What the task asks –
Copy out every line of the material below, requests included, but multiply each point coordinate in the answers by 0.25 and round it to a whole number, with halves going up. Leave the pictures out of your answer.

Extracted information –

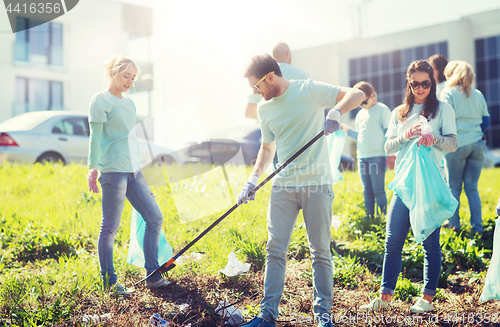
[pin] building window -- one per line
(488, 82)
(386, 71)
(40, 44)
(37, 95)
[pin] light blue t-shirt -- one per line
(293, 119)
(371, 124)
(442, 124)
(469, 112)
(439, 89)
(118, 117)
(289, 72)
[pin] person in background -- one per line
(112, 115)
(472, 120)
(438, 63)
(420, 100)
(292, 116)
(371, 124)
(282, 54)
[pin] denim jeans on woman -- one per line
(398, 224)
(372, 173)
(464, 165)
(284, 206)
(115, 187)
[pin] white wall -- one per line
(92, 32)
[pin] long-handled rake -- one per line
(170, 263)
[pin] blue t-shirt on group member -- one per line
(442, 124)
(293, 119)
(469, 112)
(371, 125)
(118, 117)
(289, 72)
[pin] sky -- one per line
(200, 48)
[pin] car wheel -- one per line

Result of the task –
[pin] building window -- one per line
(122, 21)
(97, 18)
(10, 11)
(9, 24)
[pin] light blue t-shirt -- one per line
(73, 30)
(93, 31)
(111, 31)
(117, 28)
(110, 22)
(30, 29)
(72, 18)
[pin] person in background -- one per line
(28, 29)
(118, 30)
(110, 16)
(105, 25)
(73, 29)
(93, 31)
(71, 14)
[pin] denim jeans on woman -- one per line
(100, 56)
(93, 43)
(116, 41)
(71, 52)
(29, 47)
[pin] white wall -- one per line
(23, 8)
[pin] long-handled rake -- one per line
(43, 66)
[pin] blue t-shirt on group member -- one per line
(111, 31)
(73, 30)
(117, 28)
(93, 31)
(30, 29)
(72, 18)
[pin] sky -- one per line
(50, 12)
[pin] car wheel -- one per line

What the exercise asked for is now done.